## [EXERCISE BRIEF]
For each line in the data below that holds "rough", return a copy.

## [Stored items from a collection]
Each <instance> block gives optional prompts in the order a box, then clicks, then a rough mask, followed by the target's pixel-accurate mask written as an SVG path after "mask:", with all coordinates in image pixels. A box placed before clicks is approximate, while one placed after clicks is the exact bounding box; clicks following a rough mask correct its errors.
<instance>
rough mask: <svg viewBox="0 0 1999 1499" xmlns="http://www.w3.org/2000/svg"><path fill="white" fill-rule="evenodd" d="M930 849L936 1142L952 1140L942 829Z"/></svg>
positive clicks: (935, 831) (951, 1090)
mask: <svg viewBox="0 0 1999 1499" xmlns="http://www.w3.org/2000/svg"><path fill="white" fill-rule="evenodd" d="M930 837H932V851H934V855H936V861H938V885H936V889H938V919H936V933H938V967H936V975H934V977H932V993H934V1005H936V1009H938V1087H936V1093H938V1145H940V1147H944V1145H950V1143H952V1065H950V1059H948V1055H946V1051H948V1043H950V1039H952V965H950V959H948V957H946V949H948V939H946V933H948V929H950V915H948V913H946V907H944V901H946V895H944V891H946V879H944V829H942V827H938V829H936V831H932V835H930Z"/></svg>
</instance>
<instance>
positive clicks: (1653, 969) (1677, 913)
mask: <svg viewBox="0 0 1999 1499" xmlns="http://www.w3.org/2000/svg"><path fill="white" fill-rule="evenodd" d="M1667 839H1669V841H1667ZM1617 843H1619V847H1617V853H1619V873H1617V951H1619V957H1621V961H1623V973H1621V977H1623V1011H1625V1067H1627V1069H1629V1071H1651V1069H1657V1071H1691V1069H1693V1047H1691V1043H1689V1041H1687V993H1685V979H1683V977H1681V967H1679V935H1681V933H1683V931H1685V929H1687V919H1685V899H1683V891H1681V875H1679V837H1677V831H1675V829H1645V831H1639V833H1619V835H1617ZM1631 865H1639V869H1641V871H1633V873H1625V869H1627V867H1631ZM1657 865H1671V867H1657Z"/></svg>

## [RESPONSE TO THE EXERCISE]
Each <instance> block gives optional prompts in the order a box, then clicks, then a rough mask, followed by the target's pixel-accurate mask written as an SVG path after "mask:", with all coordinates in image pixels. A box placed before clicks is approximate, while one placed after clicks is the exact bounding box; clicks following a rough mask correct its errors.
rough mask: <svg viewBox="0 0 1999 1499" xmlns="http://www.w3.org/2000/svg"><path fill="white" fill-rule="evenodd" d="M930 849L936 1142L952 1140L942 829Z"/></svg>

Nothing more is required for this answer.